§ **Written tasks**
A: According to the Triangle cold-weather article, below roughly what temperature does salt stop working on the roads?
B: In the Triangle cold-weather article, rewrite the stretch from "On Wednesday night, the" through "night, Hoetzlein said.", changing "Wednesday night" to "Tuesday night".
C: Extend the Triangle cold-weather article with new paragraphs that follow its final one.

Triangle temperatures begin a dive toward record lows; some relief expected Saturday
Yes, it’s another (flash-frozen, record-breaking) groundhog day. The same icy streets. The past-capacity homeless shelters. In many places, a fourth day of stir-crazy kids home from school.
And a near certainty of two more temperature records. While the near-zero low long forecast for Friday morning has been getting all the attention, the crews charged with clearing the Triangle’s roads know that the other record, the high in the low 20s, is their real problem, because it will lock in another day of the concrete-like coating on many residential streets, just as it did Thursday.
“Right now, there really isn’t anything effective that we can do, because you can’t really plow it, and the salt doesn’t work below about 24 or 25 degrees,” Chris McGee, Raleigh’s transportation field services manager, said Thursday afternoon.
At temperatures just below freezing, even ice can be scraped and is vulnerable to salt. Low-temperature ice is a different beast entirely. It renders the plows on the trucks really good for only one thing.
“Well, if the truck gets out of hand, you can drop the plow and hope that stops it,” McGree said.
Temperatures were predicted to hit 9 degrees just before midnight Thursday. That would set a record low for Feb. 19, beating the previous record of 11 in 1979. Then it was expected to continue falling and easily beat the record for Feb. 20 of 13 degrees, also set in 1979.
At the National Weather Center’s Raleigh office, the consistency of the low temperatures all week led forecaster Scott Sharp to ask an inquiring reporter for patience while he sorted out the various records for cold this week and checked behind himself.
“My days are starting to blend together,” he said.
A matter of life and limb
The prolonged stretch of sub-freezing temperature threatened more than commutes and the school calendar. It also was a matter of life and limb.
Between Monday and Thursday afternoon, WakeMed had treated more than 150 people with weather-related injuries, including falls, motor vehicle accidents and sledding accidents. It also had treated three cases of hypothermia.
Under “white flag” rules that take effect in sub-freezing weather, Wake County homeless shelters were taking in everyone, even beyond their normal full capacity.
Normally the white flag applies at night, but it was so cold that the shelters had been open 48 hours straight and were expected to remain open another 48 or so, said Bill Hoetzlein, the case management team leader at the South Wilmington Street Center in Raleigh.
On Wednesday night, the South Wilmington Street Center housed 74 men beyond its normal capacity of 234 and expected to shelter more Thursday night, Hoetzlein said.
Shelter leaders met Wednesday with county emergency management officials, who noted that there are designated buildings for overflow if standard shelters exceed their licensed capacity. At South Wilmington Street, that is 360 people. Hoetzlein said he had never seen that and didn’t expect it even in such extraordinary weather.

Image object location entries:

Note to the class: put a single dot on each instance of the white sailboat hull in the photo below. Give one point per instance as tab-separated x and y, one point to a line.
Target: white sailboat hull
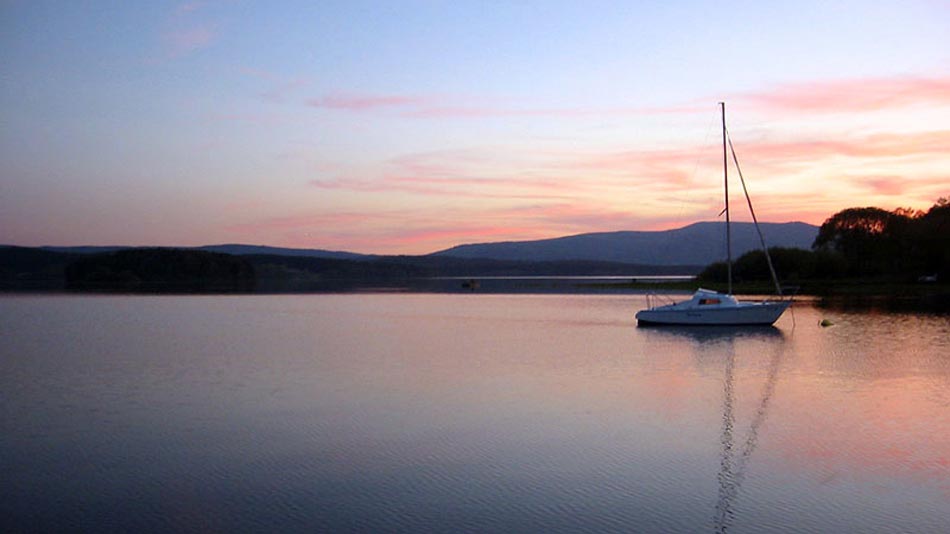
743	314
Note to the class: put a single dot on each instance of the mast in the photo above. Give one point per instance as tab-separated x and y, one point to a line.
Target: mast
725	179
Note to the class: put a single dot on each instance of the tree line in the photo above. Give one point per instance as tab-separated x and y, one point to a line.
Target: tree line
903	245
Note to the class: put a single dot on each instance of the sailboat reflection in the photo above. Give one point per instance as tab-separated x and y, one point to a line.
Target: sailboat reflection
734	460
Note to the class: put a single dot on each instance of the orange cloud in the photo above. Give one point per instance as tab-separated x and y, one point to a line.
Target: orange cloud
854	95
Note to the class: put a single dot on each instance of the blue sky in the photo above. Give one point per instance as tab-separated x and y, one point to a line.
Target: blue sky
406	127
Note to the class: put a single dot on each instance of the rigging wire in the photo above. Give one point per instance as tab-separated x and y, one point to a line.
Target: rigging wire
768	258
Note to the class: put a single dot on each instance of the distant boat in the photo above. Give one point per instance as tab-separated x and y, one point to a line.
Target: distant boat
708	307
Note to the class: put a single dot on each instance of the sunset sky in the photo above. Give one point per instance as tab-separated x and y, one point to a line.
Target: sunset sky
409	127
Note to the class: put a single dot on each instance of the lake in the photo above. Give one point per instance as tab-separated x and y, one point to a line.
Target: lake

* * *

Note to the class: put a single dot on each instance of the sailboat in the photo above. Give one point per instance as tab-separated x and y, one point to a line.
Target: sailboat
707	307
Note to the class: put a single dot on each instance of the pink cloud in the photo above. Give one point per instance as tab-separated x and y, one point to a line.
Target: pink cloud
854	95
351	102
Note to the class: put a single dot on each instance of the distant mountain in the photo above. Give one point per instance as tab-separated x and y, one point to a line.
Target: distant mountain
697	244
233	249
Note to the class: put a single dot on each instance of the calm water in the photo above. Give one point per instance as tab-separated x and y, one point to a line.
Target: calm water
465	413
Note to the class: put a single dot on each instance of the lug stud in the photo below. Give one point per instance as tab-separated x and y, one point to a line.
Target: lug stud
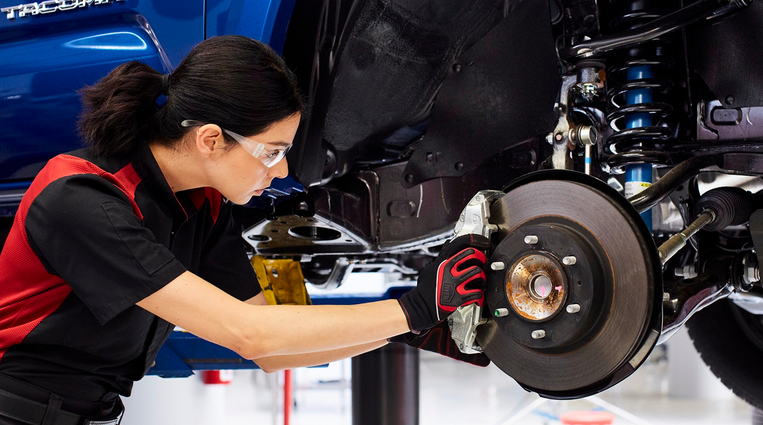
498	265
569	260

§ **Answers below**
A: About 24 or 25 degrees.

B:
On Tuesday night, the South Wilmington Street Center housed 74 men beyond its normal capacity of 234 and expected to shelter more Thursday night, Hoetzlein said.

C:
On Thursday afternoon, Duke Energy repeated calls for customers to reduce their electricity use on Friday, particularly between 5 a.m. and 10 a.m., to help reduce stress on the electrical grid caused by the high demand for heating.
The company has generation capacity for all its needs, but sudden spikes in demand are problematic and can cause isolated outages, Duke said.
Garbage collection suspended
As if further proof were necessary that the residential streets in Raleigh remain a problem, the city decided to suspend all solid waste collection until Tuesday, in part because of the bad streets and in part because the savage cold had led some trucks to break down.
The unusual extended period of below-freezing temperatures followed a storm that dropped mainly sleet, resulting in a particularly dense coating that’s stubbornly difficult to melt. The thinness of the coating is deceptive. The equivalent of just snow would have been 7 to 10 inches, said Chris Hohmann, chief meteorologist at ABC11.
Instead, it became something for which there probably isn’t a word, except maybe “frustrating.”
“It’s hard to move off the streets; it’s hard to plow; it’s hard to walk on,” Hohmann said. “Basically it’s like cement.”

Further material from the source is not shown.